## DATA LISTING
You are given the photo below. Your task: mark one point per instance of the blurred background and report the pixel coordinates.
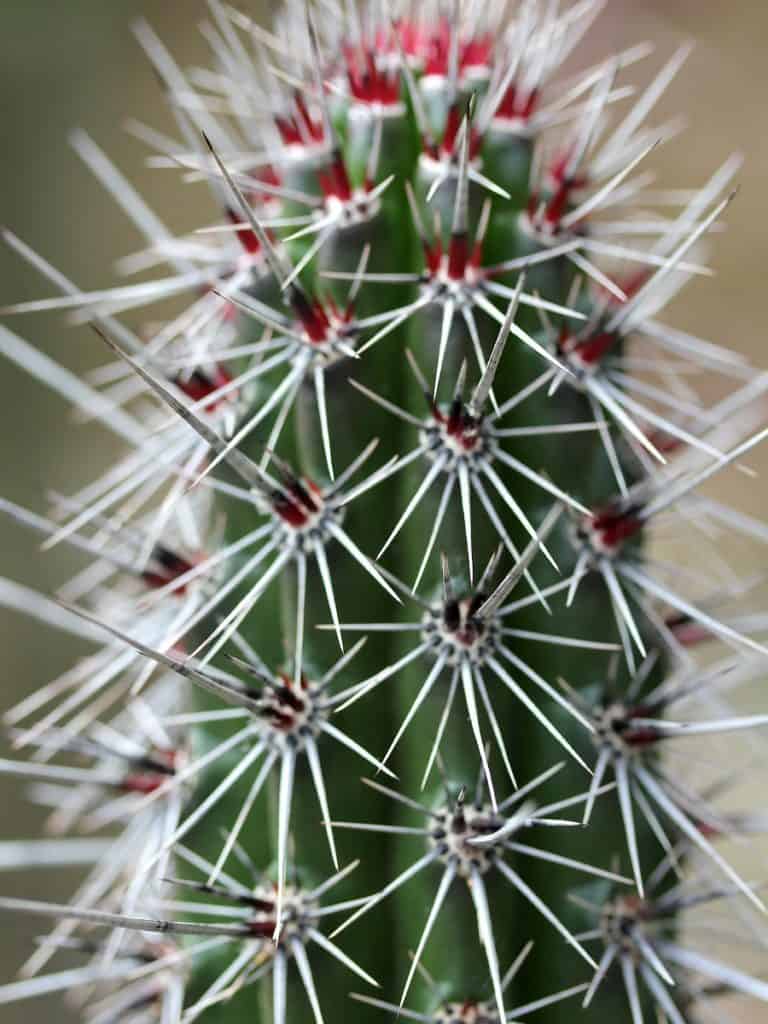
(76, 64)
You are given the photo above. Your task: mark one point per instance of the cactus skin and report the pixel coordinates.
(435, 117)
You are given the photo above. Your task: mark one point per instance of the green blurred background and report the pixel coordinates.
(74, 62)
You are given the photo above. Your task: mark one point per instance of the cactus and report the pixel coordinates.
(390, 469)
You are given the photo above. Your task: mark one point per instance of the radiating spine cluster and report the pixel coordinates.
(413, 386)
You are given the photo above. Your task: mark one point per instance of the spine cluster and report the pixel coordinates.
(388, 696)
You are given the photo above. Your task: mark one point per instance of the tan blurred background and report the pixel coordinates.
(74, 62)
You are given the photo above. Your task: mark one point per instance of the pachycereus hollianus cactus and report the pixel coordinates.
(388, 704)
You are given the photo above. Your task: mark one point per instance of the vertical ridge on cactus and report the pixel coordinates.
(413, 385)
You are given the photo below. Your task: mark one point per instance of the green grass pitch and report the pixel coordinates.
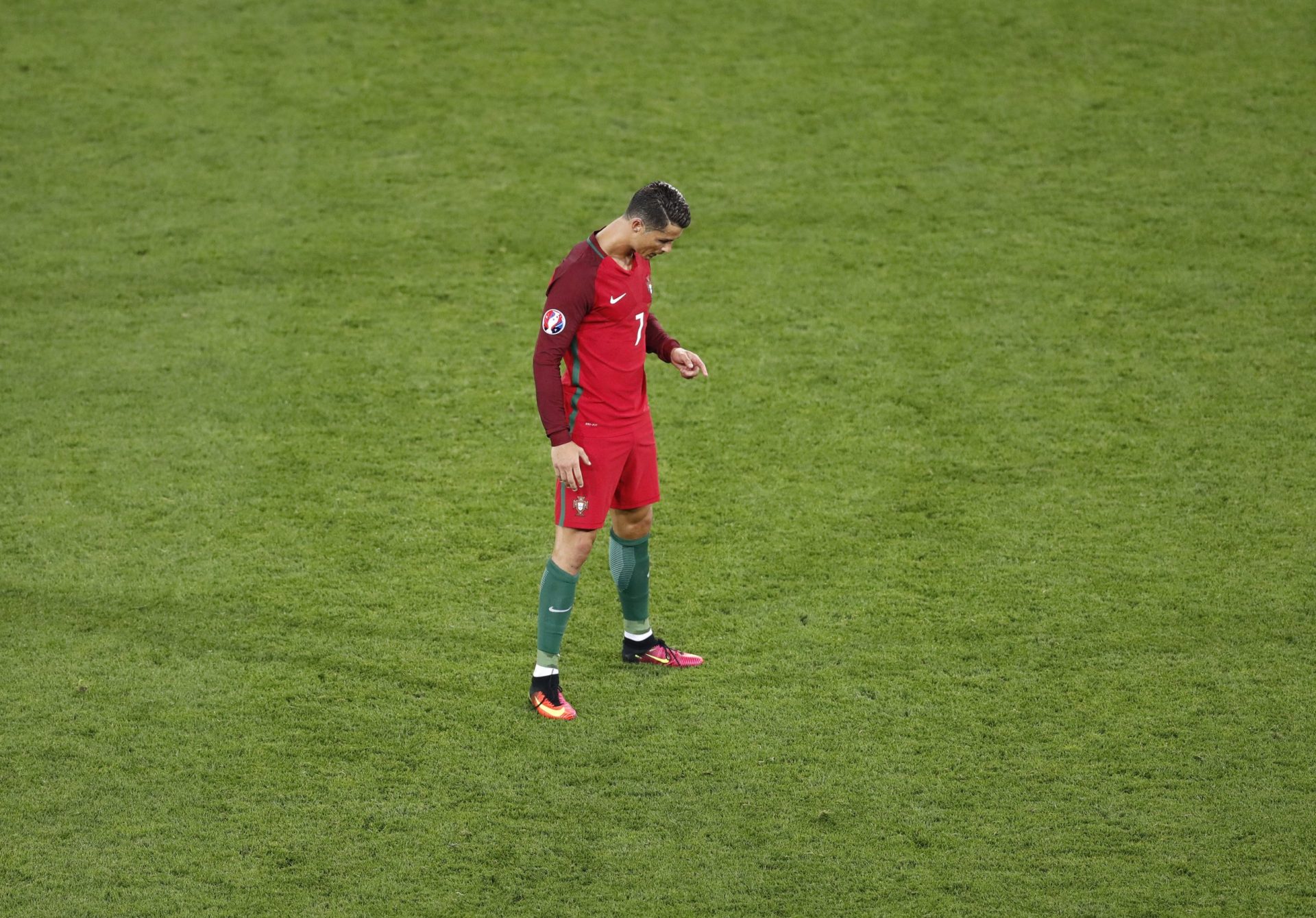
(997, 518)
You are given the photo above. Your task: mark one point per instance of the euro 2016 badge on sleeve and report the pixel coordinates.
(555, 322)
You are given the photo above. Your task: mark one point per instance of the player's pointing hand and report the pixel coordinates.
(566, 464)
(689, 363)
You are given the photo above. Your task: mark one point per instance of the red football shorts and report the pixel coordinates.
(623, 474)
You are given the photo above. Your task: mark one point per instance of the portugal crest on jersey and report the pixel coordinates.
(553, 322)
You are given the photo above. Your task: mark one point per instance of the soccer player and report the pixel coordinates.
(596, 417)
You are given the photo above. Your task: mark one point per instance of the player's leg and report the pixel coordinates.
(579, 516)
(628, 556)
(628, 560)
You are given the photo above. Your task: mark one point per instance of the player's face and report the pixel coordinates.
(650, 244)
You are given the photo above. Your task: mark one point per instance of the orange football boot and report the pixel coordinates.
(548, 701)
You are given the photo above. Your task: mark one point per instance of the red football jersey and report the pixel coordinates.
(596, 319)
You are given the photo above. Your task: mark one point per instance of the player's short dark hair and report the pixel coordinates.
(659, 204)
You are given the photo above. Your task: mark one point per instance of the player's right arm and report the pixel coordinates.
(570, 297)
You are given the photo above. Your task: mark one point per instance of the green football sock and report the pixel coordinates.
(628, 559)
(557, 597)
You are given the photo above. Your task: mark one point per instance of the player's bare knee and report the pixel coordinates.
(572, 548)
(633, 523)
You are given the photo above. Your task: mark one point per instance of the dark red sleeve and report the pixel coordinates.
(657, 341)
(572, 294)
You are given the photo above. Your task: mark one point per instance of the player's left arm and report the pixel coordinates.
(657, 341)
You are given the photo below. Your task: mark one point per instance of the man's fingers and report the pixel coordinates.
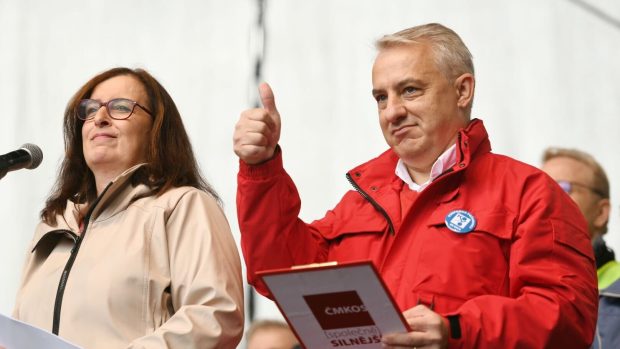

## YOUR GOAL
Render the listing above, from the line containing "hair and report the pixel coordinates." through the end of the listing, as a Markdown table with a Number column and a Line column, skipping blank lines. Leave the pictures out.

## WRITTEN RESPONSE
| Number | Line |
|---|---|
| 1 | You are given the photo above. Your task: mark one point per instance of the player's short dark hair and report the pixel coordinates. |
| 2 | (659, 204) |
| 3 | You are given the photo above. Your task: mark one point per instance of the player's right arm and report the pixel coordinates. |
| 4 | (570, 297) |
| 5 | You are given the photo above. Your task: mark one point per instance of the green football sock and report the pixel coordinates. |
| 6 | (628, 559) |
| 7 | (557, 597) |
| 8 | You are given the photo above. Your task: mark one point per instance of the player's bare knee and report the pixel coordinates. |
| 9 | (572, 548) |
| 10 | (633, 523) |
| 11 | You are given the photo above. Your task: mark one point per instance of the dark red sleeve and report the pixel coordinates. |
| 12 | (657, 341) |
| 13 | (572, 294) |
| 14 | You are given the photo above. Your task: mark one point per instance of the player's left arm and report the pixel coordinates. |
| 15 | (657, 341) |
| 16 | You are given the photo below. Your task: mark one point per instance of the man's fingers and report the pixel coordinates. |